* Source extract
START
Apply cos to both sides, then expand the right side using the identity I mentioned in a comment:

cos(arccos(2x) + arccos(x)) = cos(π/2)

cos(arccos(2x)) cos(arccos(x)) - sin(arccos(2x)) sin(arccos(x)) = 0

Now think of arccos(2x) and arccos(x) as angles in two right triangles. Let θ = arccos(2x) and φ = arccos(x) (and let's also assume that both have measure between 0 and π/2). These are angles such that

cos(θ) = 2x

cos(φ) = x

In these triangles, you then have

sin(θ) = sin(arccos(2x)) = √(1 - 4x ²)

sin(φ) = sin(arccos(x)) = √(1 - x ²)

while

cos(θ) = cos(arccos(2x)) = 2x

cos(φ) = cos(arccos(x)) = x

So the original equation is transformed to

2x ² - √(1 - 4x ²) √(1 - x ²) = 0

Solve for x :

2x ² = √(1 - 4x ²) √(1 - x ²)

(2x ²)² = (√(1 - 4x ²) √(1 - x ²))²

4x ⁴ = (1 - 4x ²) (1 - x ²)

4x ⁴ = 1 - 5x ² + 4x

0 = 1 - 5x ²

x ² = 1/5

x = ± 1/√5

Now bearing in mind that we assume 0 < φ < π/2, we should have cos(φ) = x > 0, so we take the positive solution,

x = 1/√5
END
* Brief 1
What value of x does the inverse cosine solution finally settle on?

* Records supplied
START
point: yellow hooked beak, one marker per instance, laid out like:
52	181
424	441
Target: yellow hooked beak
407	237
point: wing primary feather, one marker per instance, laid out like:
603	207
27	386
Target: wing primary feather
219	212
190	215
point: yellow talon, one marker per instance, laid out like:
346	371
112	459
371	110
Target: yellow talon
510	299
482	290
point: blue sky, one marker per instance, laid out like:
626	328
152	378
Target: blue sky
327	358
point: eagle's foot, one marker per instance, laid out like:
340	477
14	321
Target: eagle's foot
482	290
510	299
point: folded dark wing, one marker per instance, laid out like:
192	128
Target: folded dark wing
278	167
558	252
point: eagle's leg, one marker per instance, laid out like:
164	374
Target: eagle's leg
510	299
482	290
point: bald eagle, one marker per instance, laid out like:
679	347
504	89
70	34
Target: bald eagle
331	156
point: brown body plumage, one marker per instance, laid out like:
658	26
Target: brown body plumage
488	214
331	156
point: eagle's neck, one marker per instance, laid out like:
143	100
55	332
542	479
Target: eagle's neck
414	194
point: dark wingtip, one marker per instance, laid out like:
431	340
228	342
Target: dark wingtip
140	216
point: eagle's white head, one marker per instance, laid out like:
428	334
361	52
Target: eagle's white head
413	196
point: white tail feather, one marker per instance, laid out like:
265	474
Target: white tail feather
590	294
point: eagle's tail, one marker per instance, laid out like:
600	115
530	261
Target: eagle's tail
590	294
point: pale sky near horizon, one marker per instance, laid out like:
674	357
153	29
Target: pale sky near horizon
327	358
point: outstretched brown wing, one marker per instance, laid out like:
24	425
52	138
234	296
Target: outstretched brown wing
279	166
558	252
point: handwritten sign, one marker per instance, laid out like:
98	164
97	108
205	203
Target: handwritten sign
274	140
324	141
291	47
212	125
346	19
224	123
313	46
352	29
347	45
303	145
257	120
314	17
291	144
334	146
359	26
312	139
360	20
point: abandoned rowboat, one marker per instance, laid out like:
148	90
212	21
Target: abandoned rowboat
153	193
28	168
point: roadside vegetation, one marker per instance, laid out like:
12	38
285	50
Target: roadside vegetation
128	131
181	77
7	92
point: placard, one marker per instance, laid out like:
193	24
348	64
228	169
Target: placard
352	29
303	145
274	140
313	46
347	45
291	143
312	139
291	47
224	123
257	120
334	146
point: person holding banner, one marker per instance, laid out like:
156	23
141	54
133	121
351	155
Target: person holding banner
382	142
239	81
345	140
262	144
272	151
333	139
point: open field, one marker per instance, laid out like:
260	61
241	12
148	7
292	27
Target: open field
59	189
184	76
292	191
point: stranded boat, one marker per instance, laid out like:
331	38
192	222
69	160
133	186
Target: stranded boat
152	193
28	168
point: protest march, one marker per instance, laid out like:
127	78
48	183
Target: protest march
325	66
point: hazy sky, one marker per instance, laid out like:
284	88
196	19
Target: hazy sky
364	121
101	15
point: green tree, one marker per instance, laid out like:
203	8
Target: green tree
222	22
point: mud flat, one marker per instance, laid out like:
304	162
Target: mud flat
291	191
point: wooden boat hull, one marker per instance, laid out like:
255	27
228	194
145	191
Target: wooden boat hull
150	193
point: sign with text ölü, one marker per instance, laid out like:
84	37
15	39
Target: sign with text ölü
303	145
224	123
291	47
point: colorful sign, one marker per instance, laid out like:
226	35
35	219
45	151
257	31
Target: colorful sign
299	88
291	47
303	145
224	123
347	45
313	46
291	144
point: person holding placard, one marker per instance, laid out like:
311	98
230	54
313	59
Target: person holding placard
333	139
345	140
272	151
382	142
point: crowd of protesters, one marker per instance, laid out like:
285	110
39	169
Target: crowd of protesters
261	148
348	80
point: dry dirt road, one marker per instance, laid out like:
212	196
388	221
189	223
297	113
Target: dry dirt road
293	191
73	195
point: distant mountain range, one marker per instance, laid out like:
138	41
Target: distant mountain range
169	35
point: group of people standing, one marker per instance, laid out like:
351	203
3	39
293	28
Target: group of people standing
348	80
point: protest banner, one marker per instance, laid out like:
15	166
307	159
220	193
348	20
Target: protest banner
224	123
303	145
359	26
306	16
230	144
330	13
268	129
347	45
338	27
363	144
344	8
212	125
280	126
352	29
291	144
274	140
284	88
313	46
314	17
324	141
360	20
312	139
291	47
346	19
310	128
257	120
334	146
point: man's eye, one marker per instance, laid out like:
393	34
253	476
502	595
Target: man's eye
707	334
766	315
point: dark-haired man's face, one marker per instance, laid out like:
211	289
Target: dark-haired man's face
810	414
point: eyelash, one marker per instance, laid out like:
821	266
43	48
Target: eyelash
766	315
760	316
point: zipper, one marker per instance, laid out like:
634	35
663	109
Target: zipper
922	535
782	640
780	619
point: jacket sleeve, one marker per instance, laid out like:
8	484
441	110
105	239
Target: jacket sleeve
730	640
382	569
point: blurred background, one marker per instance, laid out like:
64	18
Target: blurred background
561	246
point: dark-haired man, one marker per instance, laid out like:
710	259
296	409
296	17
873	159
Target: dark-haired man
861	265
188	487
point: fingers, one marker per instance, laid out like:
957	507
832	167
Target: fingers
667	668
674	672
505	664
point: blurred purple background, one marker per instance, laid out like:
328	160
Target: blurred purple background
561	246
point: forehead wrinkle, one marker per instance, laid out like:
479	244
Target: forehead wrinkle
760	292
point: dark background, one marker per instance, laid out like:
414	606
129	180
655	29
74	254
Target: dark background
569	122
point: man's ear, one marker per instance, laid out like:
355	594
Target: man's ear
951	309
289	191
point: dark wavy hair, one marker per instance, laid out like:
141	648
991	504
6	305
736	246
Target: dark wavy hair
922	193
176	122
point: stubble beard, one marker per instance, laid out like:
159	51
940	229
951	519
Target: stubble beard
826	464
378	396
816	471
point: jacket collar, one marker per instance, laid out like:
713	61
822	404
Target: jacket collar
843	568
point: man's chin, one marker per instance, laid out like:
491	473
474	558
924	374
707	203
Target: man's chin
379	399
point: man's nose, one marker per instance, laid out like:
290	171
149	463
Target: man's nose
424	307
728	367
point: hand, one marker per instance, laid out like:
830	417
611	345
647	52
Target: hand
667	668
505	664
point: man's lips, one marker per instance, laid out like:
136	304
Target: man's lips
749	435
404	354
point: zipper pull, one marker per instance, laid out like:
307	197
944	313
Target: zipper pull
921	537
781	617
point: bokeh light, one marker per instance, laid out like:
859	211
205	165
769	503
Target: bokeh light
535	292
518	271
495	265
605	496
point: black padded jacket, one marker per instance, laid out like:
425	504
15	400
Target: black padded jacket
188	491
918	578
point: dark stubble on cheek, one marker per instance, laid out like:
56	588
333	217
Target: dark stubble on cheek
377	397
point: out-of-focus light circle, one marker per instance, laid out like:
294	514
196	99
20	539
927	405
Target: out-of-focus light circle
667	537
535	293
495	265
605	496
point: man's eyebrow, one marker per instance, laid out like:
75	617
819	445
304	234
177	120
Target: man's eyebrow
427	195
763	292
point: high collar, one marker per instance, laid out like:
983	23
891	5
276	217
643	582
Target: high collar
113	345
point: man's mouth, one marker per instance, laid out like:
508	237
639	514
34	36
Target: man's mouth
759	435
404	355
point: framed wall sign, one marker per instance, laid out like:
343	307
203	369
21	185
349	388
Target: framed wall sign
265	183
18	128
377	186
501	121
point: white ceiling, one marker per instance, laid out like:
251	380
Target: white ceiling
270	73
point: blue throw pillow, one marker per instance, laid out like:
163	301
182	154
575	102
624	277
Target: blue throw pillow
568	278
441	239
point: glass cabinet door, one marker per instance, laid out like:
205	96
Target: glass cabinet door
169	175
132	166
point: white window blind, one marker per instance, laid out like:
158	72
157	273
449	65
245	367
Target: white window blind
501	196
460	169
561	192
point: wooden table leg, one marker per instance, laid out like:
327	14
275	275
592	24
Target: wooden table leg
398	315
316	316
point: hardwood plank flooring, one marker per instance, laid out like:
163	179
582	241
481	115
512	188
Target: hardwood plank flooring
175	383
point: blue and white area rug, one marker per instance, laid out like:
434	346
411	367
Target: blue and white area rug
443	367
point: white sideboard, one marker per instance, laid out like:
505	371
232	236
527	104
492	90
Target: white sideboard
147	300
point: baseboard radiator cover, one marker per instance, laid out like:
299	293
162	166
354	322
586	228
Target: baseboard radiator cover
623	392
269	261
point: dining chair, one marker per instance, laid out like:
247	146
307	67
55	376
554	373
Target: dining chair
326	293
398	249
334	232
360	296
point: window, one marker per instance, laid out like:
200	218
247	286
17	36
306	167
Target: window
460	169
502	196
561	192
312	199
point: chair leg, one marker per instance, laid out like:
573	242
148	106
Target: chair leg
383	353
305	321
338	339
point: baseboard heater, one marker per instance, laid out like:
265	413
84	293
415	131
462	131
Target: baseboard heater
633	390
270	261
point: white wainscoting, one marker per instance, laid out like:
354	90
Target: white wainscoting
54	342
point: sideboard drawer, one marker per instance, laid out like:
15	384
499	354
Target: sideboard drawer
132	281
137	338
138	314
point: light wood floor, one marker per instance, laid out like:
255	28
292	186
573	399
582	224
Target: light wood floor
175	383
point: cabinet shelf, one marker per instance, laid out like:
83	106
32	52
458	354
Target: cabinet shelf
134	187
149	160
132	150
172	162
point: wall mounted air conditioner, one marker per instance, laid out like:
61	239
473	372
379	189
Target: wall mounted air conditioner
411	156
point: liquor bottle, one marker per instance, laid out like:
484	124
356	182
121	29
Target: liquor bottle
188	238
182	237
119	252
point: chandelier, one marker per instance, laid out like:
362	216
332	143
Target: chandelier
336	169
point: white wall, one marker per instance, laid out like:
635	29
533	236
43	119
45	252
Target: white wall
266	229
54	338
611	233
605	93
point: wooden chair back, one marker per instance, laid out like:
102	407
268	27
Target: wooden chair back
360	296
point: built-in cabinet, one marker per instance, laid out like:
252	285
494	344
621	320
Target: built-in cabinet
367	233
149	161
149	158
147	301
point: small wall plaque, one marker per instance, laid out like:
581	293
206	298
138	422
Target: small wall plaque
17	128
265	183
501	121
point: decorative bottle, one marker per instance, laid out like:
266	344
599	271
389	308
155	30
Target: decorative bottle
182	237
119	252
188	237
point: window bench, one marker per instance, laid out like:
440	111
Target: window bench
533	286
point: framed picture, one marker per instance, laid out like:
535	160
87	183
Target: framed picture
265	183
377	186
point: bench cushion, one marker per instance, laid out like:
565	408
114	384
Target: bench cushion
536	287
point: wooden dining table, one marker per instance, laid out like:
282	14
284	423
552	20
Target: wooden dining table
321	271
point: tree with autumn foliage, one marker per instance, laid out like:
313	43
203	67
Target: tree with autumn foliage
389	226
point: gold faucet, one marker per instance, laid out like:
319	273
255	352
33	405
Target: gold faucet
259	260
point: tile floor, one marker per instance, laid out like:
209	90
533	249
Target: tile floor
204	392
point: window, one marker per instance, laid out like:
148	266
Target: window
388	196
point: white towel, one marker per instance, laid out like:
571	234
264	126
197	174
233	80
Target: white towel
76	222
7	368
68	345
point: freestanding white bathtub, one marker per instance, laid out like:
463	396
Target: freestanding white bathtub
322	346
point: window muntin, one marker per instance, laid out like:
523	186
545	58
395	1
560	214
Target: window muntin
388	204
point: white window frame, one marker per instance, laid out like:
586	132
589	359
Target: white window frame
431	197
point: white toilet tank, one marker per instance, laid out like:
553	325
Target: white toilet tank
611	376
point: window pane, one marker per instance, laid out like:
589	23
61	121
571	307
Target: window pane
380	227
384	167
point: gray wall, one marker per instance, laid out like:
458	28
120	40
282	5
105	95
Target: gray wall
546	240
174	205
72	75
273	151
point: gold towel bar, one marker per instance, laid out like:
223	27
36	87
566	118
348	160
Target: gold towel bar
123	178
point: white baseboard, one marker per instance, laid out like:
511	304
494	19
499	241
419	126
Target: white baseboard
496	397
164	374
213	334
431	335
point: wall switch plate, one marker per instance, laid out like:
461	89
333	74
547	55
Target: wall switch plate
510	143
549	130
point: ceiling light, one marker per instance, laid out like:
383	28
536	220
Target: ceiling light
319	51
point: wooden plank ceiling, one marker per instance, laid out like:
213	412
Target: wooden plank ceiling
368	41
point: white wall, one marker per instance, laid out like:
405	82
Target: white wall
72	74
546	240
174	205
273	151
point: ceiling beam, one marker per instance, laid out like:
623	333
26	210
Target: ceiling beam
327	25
END
* Brief 2
Count the lines of the records that contain the word "distant".

* Full solution 1
x = 1/√5

* Full solution 2
2